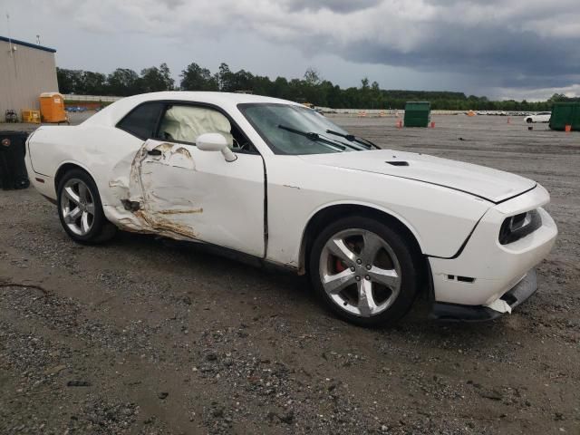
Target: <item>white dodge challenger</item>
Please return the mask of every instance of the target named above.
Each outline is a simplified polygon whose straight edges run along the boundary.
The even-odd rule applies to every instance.
[[[124,98],[28,140],[28,173],[79,243],[117,228],[309,274],[325,305],[392,324],[495,318],[536,290],[557,229],[522,177],[381,150],[300,104],[255,95]]]

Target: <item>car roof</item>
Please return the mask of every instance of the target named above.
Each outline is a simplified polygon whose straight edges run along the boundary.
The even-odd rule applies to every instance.
[[[276,103],[300,105],[295,102],[278,98],[265,97],[247,93],[167,91],[162,92],[150,92],[122,98],[97,112],[84,123],[100,125],[115,125],[134,107],[147,102],[180,101],[200,102],[219,106],[225,110],[232,110],[240,103]]]

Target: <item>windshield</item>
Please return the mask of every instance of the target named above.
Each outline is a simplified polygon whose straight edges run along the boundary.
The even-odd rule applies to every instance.
[[[276,154],[322,154],[364,150],[340,136],[329,134],[329,130],[343,135],[348,133],[307,107],[276,103],[239,104],[237,107]]]

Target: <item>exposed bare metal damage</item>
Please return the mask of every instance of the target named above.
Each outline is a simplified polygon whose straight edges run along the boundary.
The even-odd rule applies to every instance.
[[[114,190],[122,205],[122,208],[116,208],[119,213],[124,215],[120,218],[120,223],[124,229],[132,232],[196,239],[198,235],[190,225],[173,218],[179,215],[203,213],[201,207],[195,207],[196,205],[187,198],[190,188],[172,177],[172,170],[165,171],[167,177],[160,179],[160,171],[155,171],[155,186],[150,182],[150,177],[153,176],[150,170],[152,165],[162,165],[160,167],[161,169],[178,168],[195,171],[191,153],[184,146],[168,142],[152,145],[146,141],[135,154],[130,160],[129,178],[122,175],[126,174],[125,168],[129,158],[121,160],[113,169],[113,175],[116,177],[109,181],[109,187]],[[162,174],[164,171],[160,172]],[[160,186],[161,189],[171,191],[172,195],[160,194]],[[182,195],[179,195],[179,192]]]

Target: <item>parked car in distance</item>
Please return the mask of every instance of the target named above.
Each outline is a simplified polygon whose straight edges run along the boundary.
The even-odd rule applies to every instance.
[[[308,274],[361,325],[396,322],[421,292],[437,319],[510,313],[557,234],[531,179],[381,150],[257,95],[124,98],[78,126],[40,127],[26,165],[76,242],[121,228],[218,246]]]
[[[552,113],[550,111],[540,111],[536,114],[527,115],[526,117],[526,122],[531,124],[532,122],[549,122]]]

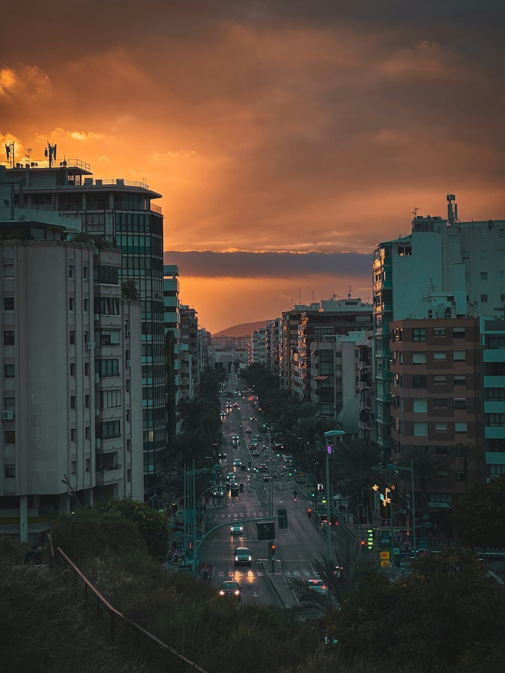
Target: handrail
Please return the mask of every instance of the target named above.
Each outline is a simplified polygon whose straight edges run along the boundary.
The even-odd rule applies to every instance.
[[[141,636],[144,640],[144,642],[150,648],[155,648],[156,650],[159,650],[161,649],[165,652],[170,652],[174,656],[176,657],[180,662],[184,662],[185,664],[190,666],[195,670],[199,671],[200,673],[208,673],[204,668],[198,666],[195,662],[192,662],[187,657],[185,657],[183,654],[178,652],[177,650],[174,649],[166,643],[164,643],[163,641],[160,640],[156,636],[154,635],[152,633],[146,631],[140,625],[137,624],[136,622],[133,621],[131,619],[129,619],[128,617],[125,617],[122,612],[120,612],[119,610],[116,610],[114,606],[111,605],[108,601],[104,598],[104,596],[100,593],[100,592],[95,588],[95,587],[92,584],[88,577],[81,572],[79,568],[75,565],[75,564],[70,560],[70,559],[67,556],[65,552],[61,548],[61,547],[57,547],[56,552],[53,546],[53,538],[50,534],[49,534],[49,549],[50,553],[51,561],[54,564],[55,567],[60,570],[60,565],[63,565],[63,569],[62,575],[65,578],[65,584],[67,583],[67,577],[69,576],[69,571],[73,571],[73,585],[76,592],[78,593],[79,584],[80,583],[81,586],[84,589],[83,596],[80,596],[81,600],[83,600],[84,605],[90,610],[92,614],[94,614],[96,619],[100,622],[100,625],[106,629],[107,633],[110,636],[110,639],[113,641],[115,637],[115,634],[118,628],[121,627],[127,627],[130,629],[133,629],[135,632],[136,632],[137,637]],[[90,597],[93,597],[96,599],[96,604],[92,604]],[[106,625],[104,625],[101,617],[102,613],[104,612],[108,614],[109,618],[108,628]]]

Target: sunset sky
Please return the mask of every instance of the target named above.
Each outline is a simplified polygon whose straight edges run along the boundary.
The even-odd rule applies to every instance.
[[[371,297],[414,208],[505,217],[503,0],[0,0],[0,147],[145,178],[217,332]]]

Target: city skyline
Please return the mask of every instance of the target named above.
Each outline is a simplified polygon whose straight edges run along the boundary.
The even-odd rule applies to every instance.
[[[3,36],[1,159],[48,140],[96,177],[145,178],[211,332],[349,286],[366,300],[375,245],[415,209],[444,217],[447,192],[463,220],[503,216],[492,0],[51,9],[10,10],[30,38]]]

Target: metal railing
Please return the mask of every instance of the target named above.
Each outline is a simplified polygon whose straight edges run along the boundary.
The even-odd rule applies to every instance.
[[[93,586],[60,547],[54,549],[50,534],[49,551],[53,567],[63,583],[73,588],[86,611],[99,623],[112,642],[119,641],[122,643],[133,642],[137,647],[145,650],[146,653],[158,658],[160,656],[164,658],[169,656],[172,662],[174,660],[177,660],[178,671],[197,670],[200,671],[200,673],[207,673],[198,664],[125,617],[119,610],[116,610]]]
——————
▶ [Exercise aim]: Write out all of the lines above again, swapping every "simplified polygon" for "rough polygon" and keeping everything else the same. Omit the pictures from your answer.

▶ [Finished answer]:
Target: <item>white dodge challenger</item>
Please return the mask of every instance of the target named above.
Each outline is a rough polygon whose straight edges run along the boundary.
The even-odd rule applies to every instance.
[[[124,98],[28,140],[28,173],[79,243],[117,228],[309,274],[325,305],[392,324],[495,318],[536,290],[557,229],[522,177],[381,150],[300,104],[255,95]]]

Target: <item>car roof</item>
Please return the mask of every instance of the target named above.
Each outline is a rough polygon whose straight edges run along the boundary.
The even-odd rule applies to every instance.
[[[276,103],[300,105],[295,102],[278,98],[265,97],[247,93],[167,91],[162,92],[150,92],[122,98],[97,112],[84,123],[100,125],[115,125],[134,107],[147,102],[180,101],[200,102],[219,106],[225,110],[232,110],[240,103]]]

Target: <item>windshield</item>
Please return the mask of every instance of the target named above.
Each outline is a rough polygon whose straight edges run along the boundary.
The even-odd rule applies to every instance.
[[[276,154],[322,154],[364,150],[340,136],[329,134],[329,130],[343,135],[348,133],[307,107],[276,103],[239,104],[237,107]]]

Target: <item>exposed bare metal damage</item>
Please return the mask of every instance of the target named above.
Each outline is a rough polygon whose straight edges run along the boundary.
The even-odd rule applies to every instance.
[[[114,190],[122,205],[122,208],[116,208],[119,213],[124,215],[120,218],[120,223],[124,229],[132,232],[196,239],[198,235],[190,225],[173,218],[179,215],[203,213],[201,207],[195,207],[196,205],[187,198],[190,188],[172,177],[172,170],[165,171],[167,177],[160,179],[160,171],[155,171],[155,186],[150,182],[150,177],[153,176],[150,170],[152,165],[162,165],[160,167],[161,169],[178,168],[195,171],[191,153],[184,146],[168,142],[152,145],[146,141],[135,154],[130,160],[129,178],[122,175],[126,174],[125,168],[129,158],[121,160],[113,169],[113,175],[116,177],[109,181],[109,187]],[[162,174],[164,171],[160,172]],[[160,186],[161,189],[171,191],[172,195],[160,194]],[[182,195],[179,195],[179,192]]]

Target: <item>parked car in distance</item>
Please return the mask of every instance of the target named above.
Each outline is a rough polygon whose straight edges run along the boundary.
The even-odd rule applies to every instance.
[[[308,274],[361,325],[396,322],[421,292],[437,319],[510,313],[557,234],[531,179],[381,150],[257,95],[124,98],[78,126],[40,127],[26,165],[76,242],[121,228],[218,246]]]
[[[552,113],[550,111],[540,111],[536,114],[527,115],[526,117],[526,122],[531,124],[532,122],[549,122]]]

Target: handrail
Please return the mask of every instance of the target named above.
Each outline is a rough polygon whose straight edges run along the boundary.
The even-odd rule applies to every instance.
[[[141,636],[144,640],[144,642],[150,648],[155,648],[156,650],[159,650],[161,649],[165,652],[170,652],[174,656],[176,657],[180,662],[184,662],[185,664],[190,666],[195,670],[199,671],[200,673],[208,673],[204,668],[198,666],[195,662],[192,662],[187,657],[185,657],[183,654],[178,652],[177,650],[174,649],[166,643],[164,643],[163,641],[160,640],[156,636],[154,635],[152,633],[146,631],[140,625],[137,624],[136,622],[133,621],[131,619],[129,619],[128,617],[125,617],[122,612],[120,612],[119,610],[116,610],[114,606],[111,605],[108,601],[104,598],[104,596],[100,593],[100,592],[95,588],[95,587],[92,584],[88,577],[81,572],[79,568],[75,565],[75,564],[70,560],[70,559],[67,556],[65,552],[61,548],[61,547],[57,547],[56,552],[53,546],[53,538],[50,534],[49,534],[49,549],[50,553],[51,561],[54,564],[55,567],[60,570],[60,565],[63,565],[63,569],[62,575],[65,578],[65,584],[67,583],[67,577],[69,576],[69,571],[73,571],[73,585],[76,592],[78,593],[79,584],[80,583],[81,586],[84,589],[83,596],[80,596],[81,600],[83,600],[84,605],[90,610],[92,614],[94,614],[96,619],[100,622],[100,625],[106,629],[107,633],[110,636],[110,639],[113,641],[115,637],[115,634],[118,628],[121,627],[127,627],[130,629],[133,629],[135,632],[136,632],[137,637]],[[90,597],[93,597],[96,599],[96,604],[92,604]],[[106,625],[104,625],[101,617],[102,613],[104,612],[108,614],[109,618],[108,628]]]

Target: sunset sky
Please return the mask of every instance of the target named above.
Each outline is a rough polygon whose straight edges run along the boundary.
The even-odd rule applies to every instance.
[[[371,297],[414,208],[505,217],[503,0],[0,0],[0,147],[145,178],[217,332]]]

Target: city skyline
Please return the mask of every instance of the target named above.
Each outline is a rough polygon whose straight edges run along the boundary.
The even-odd rule applies to every instance.
[[[3,36],[1,159],[48,140],[96,177],[145,178],[211,332],[349,286],[366,300],[375,245],[415,209],[444,217],[447,192],[463,220],[503,216],[492,0],[51,9],[10,10],[30,38]]]

Target: metal railing
Please return the mask of every instance of the target named above.
Each outline is a rough polygon whose straight edges run along the boundary.
The even-odd rule applies to every instance.
[[[93,586],[60,547],[54,549],[50,534],[49,551],[53,567],[63,583],[73,588],[86,611],[99,623],[112,642],[119,641],[122,643],[133,642],[137,647],[145,650],[146,653],[158,658],[160,656],[164,658],[169,656],[172,662],[174,660],[177,660],[178,671],[197,670],[200,671],[200,673],[207,673],[198,664],[125,617],[119,610],[116,610]]]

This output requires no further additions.